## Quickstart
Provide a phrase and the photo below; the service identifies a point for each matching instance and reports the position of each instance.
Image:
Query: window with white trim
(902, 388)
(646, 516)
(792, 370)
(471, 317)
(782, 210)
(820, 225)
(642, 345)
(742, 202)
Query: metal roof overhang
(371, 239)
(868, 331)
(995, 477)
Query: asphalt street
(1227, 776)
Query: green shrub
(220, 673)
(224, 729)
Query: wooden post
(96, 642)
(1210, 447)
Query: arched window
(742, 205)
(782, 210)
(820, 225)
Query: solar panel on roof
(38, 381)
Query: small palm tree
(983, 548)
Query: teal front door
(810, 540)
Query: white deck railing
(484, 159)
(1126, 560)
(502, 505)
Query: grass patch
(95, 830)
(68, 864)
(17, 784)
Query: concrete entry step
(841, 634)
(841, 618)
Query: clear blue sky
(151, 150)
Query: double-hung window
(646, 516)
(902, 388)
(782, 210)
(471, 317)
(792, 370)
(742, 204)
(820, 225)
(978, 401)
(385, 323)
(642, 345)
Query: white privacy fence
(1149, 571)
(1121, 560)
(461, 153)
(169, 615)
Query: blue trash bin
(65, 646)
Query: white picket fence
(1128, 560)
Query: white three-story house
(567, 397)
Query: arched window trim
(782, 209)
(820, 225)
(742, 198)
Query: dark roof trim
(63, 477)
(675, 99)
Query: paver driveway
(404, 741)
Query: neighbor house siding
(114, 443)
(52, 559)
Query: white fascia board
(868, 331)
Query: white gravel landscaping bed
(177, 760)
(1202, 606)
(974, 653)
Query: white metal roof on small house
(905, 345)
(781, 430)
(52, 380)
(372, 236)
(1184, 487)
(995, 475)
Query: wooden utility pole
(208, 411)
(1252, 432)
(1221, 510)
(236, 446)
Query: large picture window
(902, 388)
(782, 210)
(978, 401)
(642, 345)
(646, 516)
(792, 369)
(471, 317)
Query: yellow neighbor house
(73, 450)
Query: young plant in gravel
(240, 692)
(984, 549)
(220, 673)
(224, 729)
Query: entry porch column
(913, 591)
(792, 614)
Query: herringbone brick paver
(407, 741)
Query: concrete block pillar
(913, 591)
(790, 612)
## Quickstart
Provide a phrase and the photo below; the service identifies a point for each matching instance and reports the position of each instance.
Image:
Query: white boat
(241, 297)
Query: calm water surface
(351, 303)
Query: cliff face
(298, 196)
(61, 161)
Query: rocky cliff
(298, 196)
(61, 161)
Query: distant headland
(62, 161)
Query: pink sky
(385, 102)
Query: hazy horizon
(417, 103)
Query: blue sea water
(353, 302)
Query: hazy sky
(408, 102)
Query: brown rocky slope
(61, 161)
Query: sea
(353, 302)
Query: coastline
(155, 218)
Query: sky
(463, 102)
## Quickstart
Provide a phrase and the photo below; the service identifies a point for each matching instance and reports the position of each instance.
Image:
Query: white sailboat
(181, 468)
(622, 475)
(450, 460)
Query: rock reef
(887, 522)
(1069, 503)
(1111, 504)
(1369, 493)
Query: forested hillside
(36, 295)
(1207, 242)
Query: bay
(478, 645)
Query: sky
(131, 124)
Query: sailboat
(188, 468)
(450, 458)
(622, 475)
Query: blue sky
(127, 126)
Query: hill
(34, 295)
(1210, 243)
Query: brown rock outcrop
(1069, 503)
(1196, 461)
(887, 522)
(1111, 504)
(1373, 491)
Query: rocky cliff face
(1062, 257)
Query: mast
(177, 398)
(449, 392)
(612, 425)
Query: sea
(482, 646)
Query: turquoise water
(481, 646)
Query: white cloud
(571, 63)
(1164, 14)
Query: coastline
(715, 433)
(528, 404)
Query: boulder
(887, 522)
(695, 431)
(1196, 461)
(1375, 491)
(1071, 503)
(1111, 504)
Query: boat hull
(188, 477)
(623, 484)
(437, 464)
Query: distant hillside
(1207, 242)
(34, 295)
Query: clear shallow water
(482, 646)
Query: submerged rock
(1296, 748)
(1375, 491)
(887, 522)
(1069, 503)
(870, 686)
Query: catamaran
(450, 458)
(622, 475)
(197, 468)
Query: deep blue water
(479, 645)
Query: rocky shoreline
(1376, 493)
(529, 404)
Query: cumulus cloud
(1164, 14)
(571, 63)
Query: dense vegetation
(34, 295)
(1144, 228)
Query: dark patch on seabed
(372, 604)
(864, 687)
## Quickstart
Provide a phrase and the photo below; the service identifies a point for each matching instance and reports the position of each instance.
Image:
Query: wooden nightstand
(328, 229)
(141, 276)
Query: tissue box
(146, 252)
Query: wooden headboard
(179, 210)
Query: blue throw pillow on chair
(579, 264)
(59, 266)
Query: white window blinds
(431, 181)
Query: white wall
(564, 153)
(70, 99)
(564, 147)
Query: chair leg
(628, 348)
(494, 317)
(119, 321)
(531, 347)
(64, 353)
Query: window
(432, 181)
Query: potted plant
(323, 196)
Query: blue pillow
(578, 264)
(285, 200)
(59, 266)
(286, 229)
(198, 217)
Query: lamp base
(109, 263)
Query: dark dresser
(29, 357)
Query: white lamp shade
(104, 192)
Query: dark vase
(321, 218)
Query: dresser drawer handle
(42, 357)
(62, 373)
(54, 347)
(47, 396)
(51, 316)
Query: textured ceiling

- OBJECTIVE: Rewrite all of the entries above as a numbered list, leaving out any blank lines.

- SOLUTION BELOW:
1. ## Quickstart
2. Provide a phrase and the photo below; the service identifies a point for each matching instance and reports the position of each instance.
3. Image:
4. Query: window with white trim
5. (902, 388)
6. (646, 516)
7. (792, 370)
8. (471, 317)
9. (782, 210)
10. (820, 225)
11. (642, 345)
12. (742, 202)
13. Query: metal roof overhang
14. (371, 239)
15. (868, 331)
16. (995, 477)
17. Query: asphalt street
18. (1227, 776)
19. Query: green shrub
20. (220, 673)
21. (224, 729)
22. Query: wooden post
23. (96, 642)
24. (1210, 447)
25. Query: arched window
26. (742, 205)
27. (782, 210)
28. (820, 225)
29. Query: solar panel on roof
30. (38, 381)
31. Query: small palm tree
32. (983, 548)
33. Query: teal front door
34. (810, 540)
35. Query: white deck railing
36. (484, 159)
37. (1126, 560)
38. (502, 505)
39. Query: grass patch
40. (95, 830)
41. (68, 864)
42. (17, 784)
43. Query: concrete entry step
44. (841, 634)
45. (841, 618)
46. Query: clear blue sky
47. (151, 150)
48. Query: double-hung window
49. (646, 516)
50. (902, 388)
51. (782, 210)
52. (471, 317)
53. (792, 370)
54. (742, 204)
55. (820, 225)
56. (978, 401)
57. (385, 323)
58. (642, 345)
59. Query: white privacy fence
60. (1149, 571)
61. (1121, 560)
62. (461, 153)
63. (169, 615)
64. Query: blue trash bin
65. (65, 646)
66. Query: white picket fence
67. (1128, 560)
68. Query: white three-story house
69. (567, 397)
70. Query: arched window trim
71. (782, 209)
72. (820, 225)
73. (742, 198)
74. Query: dark roof trim
75. (63, 477)
76. (675, 99)
77. Query: paver driveway
78. (404, 741)
79. Query: neighbor house siding
80. (114, 443)
81. (52, 559)
82. Query: white fascia board
83. (868, 331)
84. Query: white gravel landscaping bed
85. (177, 760)
86. (1202, 606)
87. (974, 653)
88. Query: white metal roof on small house
89. (905, 345)
90. (781, 430)
91. (52, 380)
92. (372, 236)
93. (1184, 487)
94. (995, 475)
95. Query: wooden utility pole
96. (208, 411)
97. (1252, 432)
98. (1221, 510)
99. (236, 446)
100. Query: large picture window
101. (902, 388)
102. (782, 210)
103. (978, 401)
104. (642, 345)
105. (646, 516)
106. (792, 369)
107. (471, 317)
108. Query: yellow neighbor house
109. (73, 450)
110. Query: young plant in gravel
111. (240, 692)
112. (984, 549)
113. (220, 673)
114. (224, 729)
115. Query: entry porch column
116. (913, 591)
117. (792, 614)
118. Query: herringbone brick paver
119. (407, 741)
120. Query: concrete block pillar
121. (913, 591)
122. (790, 612)
123. ## Quickstart
124. Provide a phrase and the photo below; the service identifies a point for each matching instance and reports the position of each instance.
125. Image:
126. Query: white boat
127. (241, 297)
128. Query: calm water surface
129. (351, 303)
130. Query: cliff face
131. (298, 196)
132. (61, 161)
133. Query: rocky cliff
134. (298, 196)
135. (61, 161)
136. Query: distant headland
137. (62, 161)
138. Query: pink sky
139. (385, 102)
140. Query: hazy horizon
141. (417, 103)
142. Query: blue sea water
143. (353, 302)
144. Query: hazy sky
145. (408, 102)
146. Query: brown rocky slope
147. (61, 161)
148. Query: sea
149. (353, 302)
150. Query: coastline
151. (155, 218)
152. Query: sky
153. (463, 102)
154. ## Quickstart
155. Provide a phrase and the photo below; the service identifies a point for each matching instance and reports the position of each instance.
156. Image:
157. Query: white sailboat
158. (181, 468)
159. (622, 475)
160. (450, 460)
161. Query: rock reef
162. (887, 522)
163. (1069, 503)
164. (1111, 504)
165. (1369, 493)
166. Query: forested hillside
167. (36, 295)
168. (1207, 242)
169. Query: bay
170. (478, 645)
171. Query: sky
172. (131, 124)
173. Query: sailboat
174. (188, 468)
175. (450, 458)
176. (622, 475)
177. Query: blue sky
178. (127, 126)
179. Query: hill
180. (34, 295)
181. (1210, 243)
182. Query: brown rock outcrop
183. (1069, 503)
184. (1196, 461)
185. (887, 522)
186. (1111, 504)
187. (1373, 491)
188. Query: rocky cliff face
189. (1062, 257)
190. Query: mast
191. (177, 398)
192. (449, 392)
193. (612, 425)
194. Query: sea
195. (482, 646)
196. Query: turquoise water
197. (481, 646)
198. Query: white cloud
199. (571, 63)
200. (1164, 14)
201. Query: coastline
202. (715, 433)
203. (528, 404)
204. Query: boulder
205. (887, 522)
206. (695, 431)
207. (1196, 461)
208. (1375, 491)
209. (1071, 503)
210. (1111, 504)
211. Query: boat hull
212. (188, 477)
213. (623, 484)
214. (437, 464)
215. Query: distant hillside
216. (1207, 242)
217. (34, 295)
218. Query: clear shallow water
219. (482, 646)
220. Query: submerged rock
221. (1296, 748)
222. (1375, 491)
223. (887, 522)
224. (1069, 503)
225. (870, 686)
226. Query: catamaran
227. (450, 458)
228. (622, 475)
229. (197, 468)
230. Query: deep blue water
231. (479, 645)
232. Query: rocky shoreline
233. (1376, 493)
234. (529, 404)
235. Query: cumulus cloud
236. (1164, 14)
237. (571, 63)
238. Query: dense vegetation
239. (34, 295)
240. (1144, 228)
241. Query: dark patch on seabed
242. (372, 604)
243. (864, 687)
244. ## Quickstart
245. Provide a phrase and the photo below; the service identifies a point for each matching instance and reports the position of each instance.
246. Image:
247. Query: wooden nightstand
248. (328, 229)
249. (141, 276)
250. Query: tissue box
251. (146, 252)
252. Query: wooden headboard
253. (179, 210)
254. Query: blue throw pillow on chair
255. (579, 264)
256. (59, 266)
257. Query: white window blinds
258. (431, 181)
259. Query: white wall
260. (564, 153)
261. (70, 99)
262. (564, 147)
263. Query: chair leg
264. (628, 348)
265. (494, 317)
266. (119, 321)
267. (531, 347)
268. (64, 353)
269. Query: window
270. (432, 181)
271. Query: potted plant
272. (323, 196)
273. Query: blue pillow
274. (578, 264)
275. (285, 200)
276. (59, 266)
277. (286, 229)
278. (198, 217)
279. Query: lamp base
280. (109, 263)
281. Query: dark dresser
282. (29, 357)
283. Query: white lamp shade
284. (104, 192)
285. Query: dark vase
286. (321, 218)
287. Query: dresser drawer handle
288. (42, 357)
289. (62, 373)
290. (54, 347)
291. (47, 396)
292. (51, 316)
293. Query: textured ceiling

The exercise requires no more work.